- **EXERCISE DIRECTIONS**:
Please retype every one of the rows below word for word, leaving the pictures out of your answer.

- **DATASET RECORDS**:
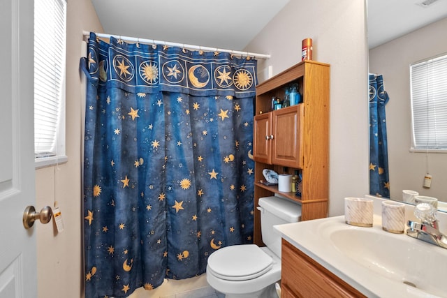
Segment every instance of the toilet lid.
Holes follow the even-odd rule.
[[[208,269],[219,278],[229,281],[255,278],[272,266],[272,257],[254,244],[226,246],[208,258]]]

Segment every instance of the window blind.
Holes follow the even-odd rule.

- **RESULT OF THE TASK**:
Segment every instance of the toilet lid.
Holes follow the even-odd rule.
[[[208,269],[219,278],[229,281],[255,278],[272,266],[272,257],[254,244],[226,246],[208,258]]]

Segment every instance of the window blind.
Holes follow the even-odd rule.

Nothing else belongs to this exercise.